DATASET:

· · · · ·

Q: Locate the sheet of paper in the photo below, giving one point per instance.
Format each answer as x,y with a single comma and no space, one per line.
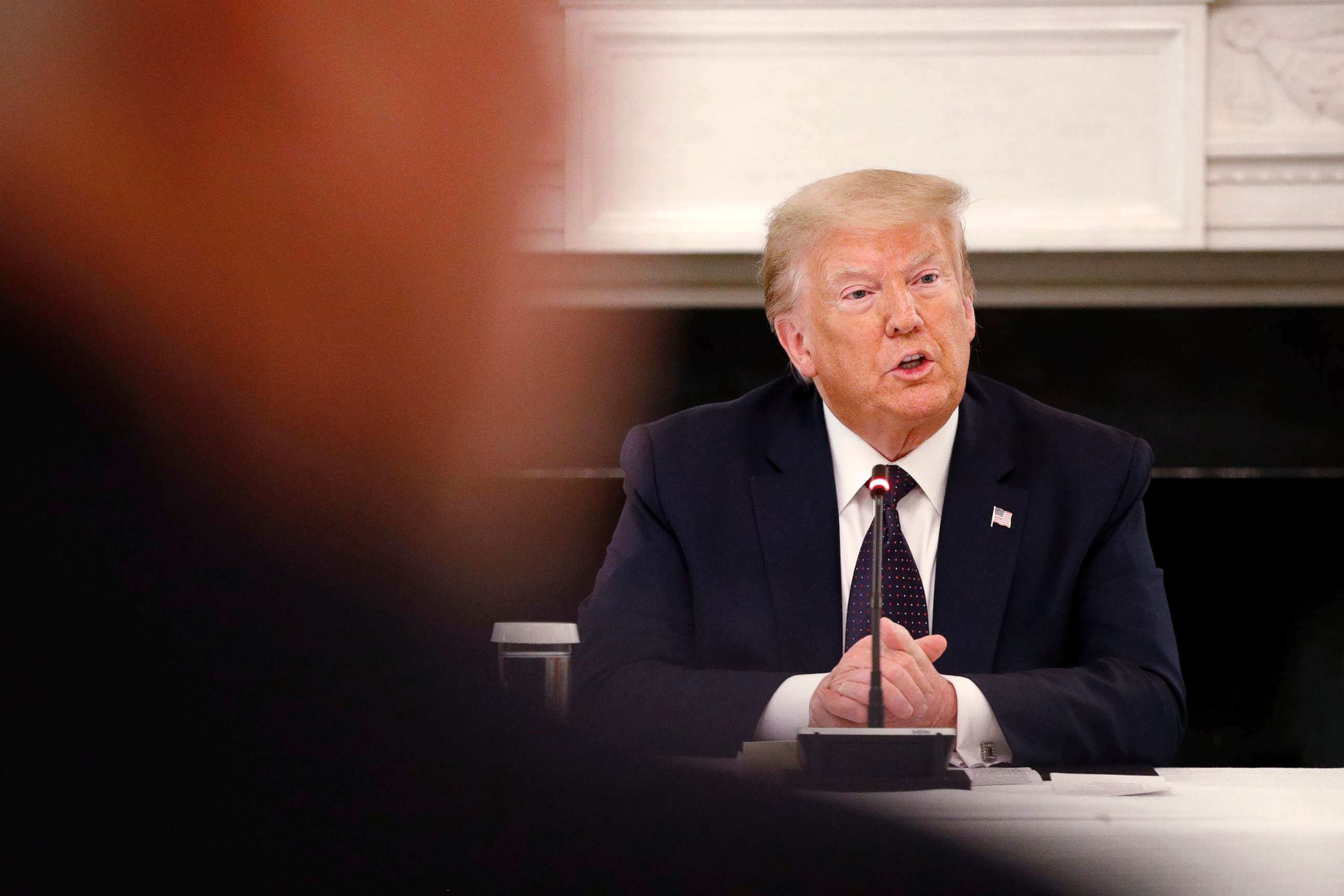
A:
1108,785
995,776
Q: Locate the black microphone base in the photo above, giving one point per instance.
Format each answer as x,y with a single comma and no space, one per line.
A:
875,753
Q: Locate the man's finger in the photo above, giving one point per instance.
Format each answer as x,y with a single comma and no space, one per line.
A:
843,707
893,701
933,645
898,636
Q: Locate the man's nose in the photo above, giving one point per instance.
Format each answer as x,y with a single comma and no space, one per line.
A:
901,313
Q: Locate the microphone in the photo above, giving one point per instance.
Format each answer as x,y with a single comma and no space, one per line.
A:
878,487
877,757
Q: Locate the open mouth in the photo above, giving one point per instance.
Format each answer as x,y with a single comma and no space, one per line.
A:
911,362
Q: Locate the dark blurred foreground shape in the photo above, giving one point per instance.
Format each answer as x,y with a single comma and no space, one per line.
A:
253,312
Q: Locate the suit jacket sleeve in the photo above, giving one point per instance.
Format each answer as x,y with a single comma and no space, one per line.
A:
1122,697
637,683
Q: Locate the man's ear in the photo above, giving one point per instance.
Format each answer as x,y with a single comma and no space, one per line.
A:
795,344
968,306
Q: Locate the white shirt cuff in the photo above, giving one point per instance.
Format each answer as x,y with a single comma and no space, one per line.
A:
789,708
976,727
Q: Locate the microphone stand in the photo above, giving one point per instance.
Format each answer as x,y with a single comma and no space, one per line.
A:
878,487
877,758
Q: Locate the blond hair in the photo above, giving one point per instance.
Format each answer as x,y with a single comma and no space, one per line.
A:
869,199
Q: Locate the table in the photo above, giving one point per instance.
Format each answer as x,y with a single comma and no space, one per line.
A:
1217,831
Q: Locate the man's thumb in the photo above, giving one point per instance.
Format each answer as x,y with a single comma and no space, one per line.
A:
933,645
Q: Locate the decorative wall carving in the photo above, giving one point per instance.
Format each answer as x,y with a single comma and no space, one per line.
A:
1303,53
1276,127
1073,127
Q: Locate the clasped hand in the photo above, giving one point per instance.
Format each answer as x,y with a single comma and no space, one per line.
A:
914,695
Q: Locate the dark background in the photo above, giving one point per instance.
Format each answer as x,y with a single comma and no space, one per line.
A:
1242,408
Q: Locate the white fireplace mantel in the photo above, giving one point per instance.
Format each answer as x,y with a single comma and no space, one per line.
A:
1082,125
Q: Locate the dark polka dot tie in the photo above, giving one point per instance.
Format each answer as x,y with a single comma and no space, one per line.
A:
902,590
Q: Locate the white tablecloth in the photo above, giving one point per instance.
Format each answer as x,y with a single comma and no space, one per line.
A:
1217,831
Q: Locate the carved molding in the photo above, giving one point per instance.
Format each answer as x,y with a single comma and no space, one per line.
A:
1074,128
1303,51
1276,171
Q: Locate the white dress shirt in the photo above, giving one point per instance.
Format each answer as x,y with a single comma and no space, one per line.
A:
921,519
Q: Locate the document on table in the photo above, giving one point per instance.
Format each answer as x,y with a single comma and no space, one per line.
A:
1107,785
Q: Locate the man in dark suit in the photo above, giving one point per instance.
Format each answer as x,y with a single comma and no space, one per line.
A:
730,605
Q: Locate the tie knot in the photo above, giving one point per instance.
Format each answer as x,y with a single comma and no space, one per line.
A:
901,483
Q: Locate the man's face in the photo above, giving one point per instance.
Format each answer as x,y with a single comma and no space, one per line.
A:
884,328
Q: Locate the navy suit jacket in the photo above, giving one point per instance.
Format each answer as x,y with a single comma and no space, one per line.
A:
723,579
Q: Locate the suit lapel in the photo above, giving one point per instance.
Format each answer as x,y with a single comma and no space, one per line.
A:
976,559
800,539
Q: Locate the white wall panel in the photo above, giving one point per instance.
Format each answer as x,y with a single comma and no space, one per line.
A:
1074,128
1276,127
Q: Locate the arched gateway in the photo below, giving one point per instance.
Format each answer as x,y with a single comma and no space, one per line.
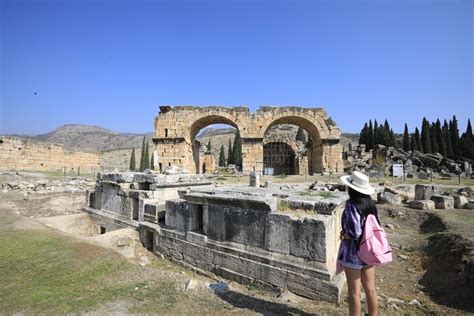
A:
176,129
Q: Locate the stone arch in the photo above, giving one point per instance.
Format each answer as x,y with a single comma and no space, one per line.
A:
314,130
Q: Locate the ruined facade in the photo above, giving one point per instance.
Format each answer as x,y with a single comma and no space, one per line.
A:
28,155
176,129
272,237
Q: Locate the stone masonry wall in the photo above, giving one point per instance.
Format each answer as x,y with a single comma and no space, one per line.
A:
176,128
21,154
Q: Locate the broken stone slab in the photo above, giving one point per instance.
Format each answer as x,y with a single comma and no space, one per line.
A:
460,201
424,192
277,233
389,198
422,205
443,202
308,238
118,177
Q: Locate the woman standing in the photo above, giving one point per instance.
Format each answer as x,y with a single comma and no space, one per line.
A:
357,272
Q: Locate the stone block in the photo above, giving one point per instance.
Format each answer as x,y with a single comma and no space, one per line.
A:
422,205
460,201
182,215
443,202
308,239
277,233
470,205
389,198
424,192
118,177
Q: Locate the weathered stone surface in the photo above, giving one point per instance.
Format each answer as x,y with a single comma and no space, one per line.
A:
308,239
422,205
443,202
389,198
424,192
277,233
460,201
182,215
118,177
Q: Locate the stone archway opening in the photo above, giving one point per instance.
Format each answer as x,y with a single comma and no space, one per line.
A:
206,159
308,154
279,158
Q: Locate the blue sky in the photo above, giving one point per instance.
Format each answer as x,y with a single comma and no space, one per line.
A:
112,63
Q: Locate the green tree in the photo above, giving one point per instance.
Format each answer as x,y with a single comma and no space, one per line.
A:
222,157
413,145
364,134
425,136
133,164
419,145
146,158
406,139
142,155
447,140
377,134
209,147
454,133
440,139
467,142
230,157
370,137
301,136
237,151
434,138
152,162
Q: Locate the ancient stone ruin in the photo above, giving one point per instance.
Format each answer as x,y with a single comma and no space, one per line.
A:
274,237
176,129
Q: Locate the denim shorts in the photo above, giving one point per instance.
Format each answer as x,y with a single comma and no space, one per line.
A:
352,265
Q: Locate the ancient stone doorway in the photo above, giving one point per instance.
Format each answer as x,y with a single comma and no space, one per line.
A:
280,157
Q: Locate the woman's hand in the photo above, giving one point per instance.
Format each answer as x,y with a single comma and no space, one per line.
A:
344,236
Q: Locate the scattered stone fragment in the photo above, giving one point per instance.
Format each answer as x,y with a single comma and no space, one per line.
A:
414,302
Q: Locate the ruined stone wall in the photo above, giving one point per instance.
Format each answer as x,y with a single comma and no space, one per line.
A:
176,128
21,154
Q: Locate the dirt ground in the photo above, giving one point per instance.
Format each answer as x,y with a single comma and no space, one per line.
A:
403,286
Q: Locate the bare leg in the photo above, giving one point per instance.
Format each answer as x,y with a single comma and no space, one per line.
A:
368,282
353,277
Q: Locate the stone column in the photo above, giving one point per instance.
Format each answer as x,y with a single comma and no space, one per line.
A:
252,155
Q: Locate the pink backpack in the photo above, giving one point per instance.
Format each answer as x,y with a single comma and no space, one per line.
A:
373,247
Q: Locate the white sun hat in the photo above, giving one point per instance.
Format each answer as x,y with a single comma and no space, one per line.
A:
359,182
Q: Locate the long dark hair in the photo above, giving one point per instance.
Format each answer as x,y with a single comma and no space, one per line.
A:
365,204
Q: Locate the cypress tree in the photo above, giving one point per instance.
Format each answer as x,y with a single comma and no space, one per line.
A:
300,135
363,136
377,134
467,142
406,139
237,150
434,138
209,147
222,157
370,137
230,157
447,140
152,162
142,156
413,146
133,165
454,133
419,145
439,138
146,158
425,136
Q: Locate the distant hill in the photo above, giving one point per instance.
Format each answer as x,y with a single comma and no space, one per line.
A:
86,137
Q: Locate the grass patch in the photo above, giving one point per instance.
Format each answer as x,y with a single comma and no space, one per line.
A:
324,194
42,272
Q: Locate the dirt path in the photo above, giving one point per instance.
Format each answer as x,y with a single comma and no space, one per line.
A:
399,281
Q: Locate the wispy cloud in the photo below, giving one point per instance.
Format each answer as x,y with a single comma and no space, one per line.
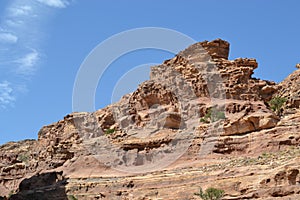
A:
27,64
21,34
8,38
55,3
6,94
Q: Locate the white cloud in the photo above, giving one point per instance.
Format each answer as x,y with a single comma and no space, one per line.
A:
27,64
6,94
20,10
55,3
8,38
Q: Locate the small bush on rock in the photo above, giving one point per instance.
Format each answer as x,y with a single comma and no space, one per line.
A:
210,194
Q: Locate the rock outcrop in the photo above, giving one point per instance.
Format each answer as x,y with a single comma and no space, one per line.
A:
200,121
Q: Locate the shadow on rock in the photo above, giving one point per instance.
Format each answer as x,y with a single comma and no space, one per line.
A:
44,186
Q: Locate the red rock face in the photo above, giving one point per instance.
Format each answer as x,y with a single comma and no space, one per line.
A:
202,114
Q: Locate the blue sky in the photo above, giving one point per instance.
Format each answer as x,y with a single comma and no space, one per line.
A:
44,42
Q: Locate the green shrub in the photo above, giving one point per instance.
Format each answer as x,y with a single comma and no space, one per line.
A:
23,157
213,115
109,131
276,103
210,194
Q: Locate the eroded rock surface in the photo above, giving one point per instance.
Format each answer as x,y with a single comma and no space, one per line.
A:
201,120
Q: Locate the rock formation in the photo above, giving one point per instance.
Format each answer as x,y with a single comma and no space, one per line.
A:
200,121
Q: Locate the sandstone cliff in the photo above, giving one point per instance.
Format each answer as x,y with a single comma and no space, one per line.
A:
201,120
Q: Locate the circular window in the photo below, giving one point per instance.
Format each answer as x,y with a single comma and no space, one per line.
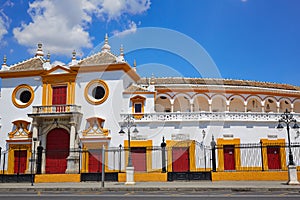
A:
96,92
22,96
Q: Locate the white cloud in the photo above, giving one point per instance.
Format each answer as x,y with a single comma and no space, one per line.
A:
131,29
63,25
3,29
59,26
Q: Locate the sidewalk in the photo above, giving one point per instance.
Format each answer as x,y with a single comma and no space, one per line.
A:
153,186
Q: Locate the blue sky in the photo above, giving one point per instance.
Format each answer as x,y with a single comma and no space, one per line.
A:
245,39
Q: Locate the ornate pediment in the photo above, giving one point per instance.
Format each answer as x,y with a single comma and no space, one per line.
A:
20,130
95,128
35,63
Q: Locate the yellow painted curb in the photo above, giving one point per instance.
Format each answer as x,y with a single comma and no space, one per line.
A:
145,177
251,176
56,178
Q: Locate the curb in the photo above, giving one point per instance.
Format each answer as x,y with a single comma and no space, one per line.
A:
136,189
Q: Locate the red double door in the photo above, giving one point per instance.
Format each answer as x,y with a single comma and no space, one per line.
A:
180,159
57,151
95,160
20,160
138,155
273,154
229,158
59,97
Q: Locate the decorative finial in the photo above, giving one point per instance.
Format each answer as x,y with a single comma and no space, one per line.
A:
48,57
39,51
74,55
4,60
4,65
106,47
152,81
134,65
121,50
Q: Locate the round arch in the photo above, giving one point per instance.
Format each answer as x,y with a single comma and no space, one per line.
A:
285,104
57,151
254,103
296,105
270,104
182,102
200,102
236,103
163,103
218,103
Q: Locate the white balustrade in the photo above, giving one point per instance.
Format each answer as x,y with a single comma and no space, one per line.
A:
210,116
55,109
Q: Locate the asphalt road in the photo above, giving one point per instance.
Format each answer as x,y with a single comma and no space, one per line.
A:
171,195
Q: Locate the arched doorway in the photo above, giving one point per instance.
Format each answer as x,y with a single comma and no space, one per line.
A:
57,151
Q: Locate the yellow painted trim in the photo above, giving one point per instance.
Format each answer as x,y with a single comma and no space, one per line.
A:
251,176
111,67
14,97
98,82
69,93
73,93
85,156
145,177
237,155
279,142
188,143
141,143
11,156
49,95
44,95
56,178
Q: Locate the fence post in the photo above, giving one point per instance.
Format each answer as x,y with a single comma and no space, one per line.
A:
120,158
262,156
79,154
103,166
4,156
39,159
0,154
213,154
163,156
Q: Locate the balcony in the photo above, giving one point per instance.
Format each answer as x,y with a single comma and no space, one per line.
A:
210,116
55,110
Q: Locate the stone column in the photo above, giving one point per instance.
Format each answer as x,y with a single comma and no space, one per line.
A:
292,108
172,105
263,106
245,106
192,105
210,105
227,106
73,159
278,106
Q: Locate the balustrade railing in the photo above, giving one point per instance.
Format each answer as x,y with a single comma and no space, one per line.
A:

· · · · ·

GIVEN REQUEST:
Copy each line exactly, from the line containing "Q: Locate the arched doorway" down to the last line of the material, and no other lines.

RESPONSE BELOW:
Q: Locate the arched doorway in the photo above, giving one point per instance.
Format each answer as x,y with a single comma and no space, one per line.
A:
57,151
Q: Locate the yellow painted trim in the photo above, giving one point per instance.
Format each answer as x,y with a single comma and no space, one per line.
A:
251,176
111,67
14,97
98,82
69,93
73,93
85,156
145,177
237,155
279,142
188,143
141,143
11,156
49,95
44,95
56,178
Q: Locate the fence post in the photo above, giving one point per instance.
Format each answer as x,y with a single comma and no space, one per line.
A:
120,158
262,156
79,154
103,166
4,156
39,159
0,154
213,154
163,156
Q: Locate the balcony in the photo above, giving one point per instance.
Format each answer as x,y with a single comma and no space, one per line.
A:
210,116
55,110
Q: Locate the stone column in the photo above, giving one point per instance.
Format each answer as x,y with a single comma and no space, one per line.
A:
292,108
172,105
263,106
245,106
192,105
210,105
227,106
73,159
278,106
Q: Locate the balustrade railing in the photo above, giving one point per instance.
Format each answer as x,y with a single comma and no space, one per line.
A:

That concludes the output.